*ESERCIZIO A*: Secondo il brano sull'Università per Stranieri di Perugia, quale viene considerato il momento più buio della Stranieri?
*ESERCIZIO B*: Riassumi in forma di elenco il paragrafo del brano sull'Università per Stranieri di Perugia che comincia con "Come ha giustamente ricordato", mantenendo i fatti principali.
*ESERCIZIO C*: Traduci in inglese questa frase del brano sull'Università per Stranieri di Perugia: "In questi tempi difficili l'Università per Stranieri di Perugia non può non rivolgersi al suo passato, per rielaborare e rafforzare un patrimonio di cultura e di umanità che ha fatto della nostra città un punto di incontro per quanti, nel mondo, credono alla concordia e alla civiltà."

*BRANO FORNITO*:
In questi tempi difficili l’Università per Stranieri di Perugia non può non rivolgersi al suo passato, per rielaborare e rafforzare un patrimonio di cultura e di umanità che ha fatto della nostra città un punto di incontro per quanti, nel mondo, credono alla concordia e alla civiltà. Il riferimento più immediato è per quello che va considerato il momento più buio della Stranieri, l’armistizio del 1943, con il conseguente scollamento del paese e l’innesco della guerra civile.
Come ha giustamente ricordato Leonardo Varasano nel suo studio L’Umbria in camicia nera (1922-1943) nel momento in cui avviene il passaggio di consegne tra i dissolto governo fascista e gli Alleati, la Stranieri “è un’istituzione prospera. Una gestione accorta permette continui avanzi di bilancio. Nel 1944 il rettore Lupattelli, caduto in disgrazia, lascia l’Università in ottime condizioni, avendo raggiunto un patrimonio di vari milioni, mobiliare e immobiliare, nonché un notevole fondo di tesoreria”.

*MATERIALE ESTRATTO*:
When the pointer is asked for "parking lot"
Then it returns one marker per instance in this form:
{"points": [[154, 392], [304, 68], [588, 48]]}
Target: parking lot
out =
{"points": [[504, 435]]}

*SOLUZIONE A*: L'armistizio del 1943.

*SOLUZIONE B*:
- Fonte: lo studio di Leonardo Varasano "L'Umbria in camicia nera (1922-1943)".
- Quando il governo fascista ormai sciolto passa le consegne agli Alleati, la Stranieri è un'istituzione prospera.
- Una gestione accorta le permette di avere continui avanzi di bilancio.
- Nel 1944 il rettore Lupattelli, caduto in disgrazia, lascia l'Università in ottime condizioni.
- Il patrimonio, mobiliare e immobiliare, vale vari milioni, e c'è anche un notevole fondo di tesoreria.

*SOLUZIONE C*: In these difficult times, the University for Foreigners of Perugia cannot help but turn to its past, in order to rework and strengthen a heritage of culture and humanity that has made our city a meeting place for all those around the world who believe in harmony and civilization.